===== Excerpt =====

Evanston, July 7.-Thank God for my safe return.

July 9.-Sabbath morning before church. Sitting alone in my little newly furnished room that father and mother have had fitted up for me, the one where Mary and I once sat together when I was merry-hearted. Mother has just been in and read to me some beautiful thoughts of Hannah More's, on prayer. Mother is wonderfully spiritual since Mary is among the spirits, and her thoughts are only incidentally of earth, habitually in heaven. Father and she are in the front room now. He is reading the Northwestern Christian Advocate, she lying on the lounge, perhaps thinking of Mary in heaven. Down-stairs the pleasant housekeepers, Mr. and Mrs. Hanchett, otherwise Alfred and Cynth, with active little Tillie, the small maid of all work, are walking about or reading in the rooms where we used to lounge on Sabbath morning; and under this room where I sit, that one where Mary died is darkened and left solitary. Oh, life is strange and full of change! If these things did not come to us slowly, they would craze us, I am sure; but as it is, we adjust ourselves to them and manage to get on. Though the fresh air and sunshine are taken away, we live in darkness and from long habit breathe on, struggling to inhale the heavy, unreviving air.

July 15.-I am writing with enthusiasm the book about Mary and think it will be interesting. Her journals are delightful. I did not know she had such talent as they evince. Evanston is different, though I say little about it. I have been to the city to visit dear, true Clara Thatcher, one of the best friends I have on earth. Life is rather queer, but it pays, for all that. I want to be good and get ready for something better in the way of animated existence. I do not expect to live to be old. If I were sure about the Future, I would like to go there right away.

===== Extracted data =====

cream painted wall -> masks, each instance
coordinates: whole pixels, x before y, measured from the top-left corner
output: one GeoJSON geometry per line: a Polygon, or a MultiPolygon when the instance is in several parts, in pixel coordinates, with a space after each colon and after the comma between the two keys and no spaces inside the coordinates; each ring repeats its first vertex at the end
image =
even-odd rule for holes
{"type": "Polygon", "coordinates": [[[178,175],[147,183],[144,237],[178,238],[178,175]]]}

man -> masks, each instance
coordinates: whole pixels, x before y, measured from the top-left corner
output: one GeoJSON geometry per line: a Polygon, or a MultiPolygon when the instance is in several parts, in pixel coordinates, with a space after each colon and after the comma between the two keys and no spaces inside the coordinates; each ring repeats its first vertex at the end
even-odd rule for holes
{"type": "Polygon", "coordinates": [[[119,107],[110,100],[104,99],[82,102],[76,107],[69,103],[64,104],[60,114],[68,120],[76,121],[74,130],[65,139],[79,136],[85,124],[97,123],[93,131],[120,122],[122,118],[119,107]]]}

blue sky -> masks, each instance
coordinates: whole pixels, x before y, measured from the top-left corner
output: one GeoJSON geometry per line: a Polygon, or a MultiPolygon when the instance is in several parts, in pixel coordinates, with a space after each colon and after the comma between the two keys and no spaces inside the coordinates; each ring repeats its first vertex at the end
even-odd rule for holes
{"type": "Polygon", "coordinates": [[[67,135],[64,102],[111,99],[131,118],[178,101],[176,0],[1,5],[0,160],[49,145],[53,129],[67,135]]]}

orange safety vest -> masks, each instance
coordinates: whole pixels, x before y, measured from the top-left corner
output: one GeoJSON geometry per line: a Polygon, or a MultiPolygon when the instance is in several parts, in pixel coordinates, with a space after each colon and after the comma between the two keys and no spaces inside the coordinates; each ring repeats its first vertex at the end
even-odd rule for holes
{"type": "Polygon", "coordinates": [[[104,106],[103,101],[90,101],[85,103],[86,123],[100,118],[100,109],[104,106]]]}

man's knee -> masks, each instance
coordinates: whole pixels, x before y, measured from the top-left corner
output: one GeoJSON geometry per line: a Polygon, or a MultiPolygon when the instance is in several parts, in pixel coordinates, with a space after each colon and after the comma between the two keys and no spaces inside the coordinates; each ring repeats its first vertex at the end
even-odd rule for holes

=====

* _Written exercise_: Carry on the Evanston diary from its final sentence. The entries aren't needed for anything here.

* _Response to the task_:
July 24. Not because I have the least thing to write, but just from habit, sitting at my table, I take the pen and scratch away. If it were not for "Mary's book," at which I work almost constantly of late, I could hardly get on. I go out very little, which is foolish, I presume. My book is so well commenced now, that I mean to write only forenoons and visit more; read, study German, and play a little. I am really happy over books, they are the true magicians. They take me back across the chasm of years and make me as fresh-hearted as when the leaves sent their shadows dancing to and fro on the pages which I read in the garden or on the piazza at home, with the tinkle of the distant cow-bell in my ears, and the fragrant breath of flowers cooling my cheek.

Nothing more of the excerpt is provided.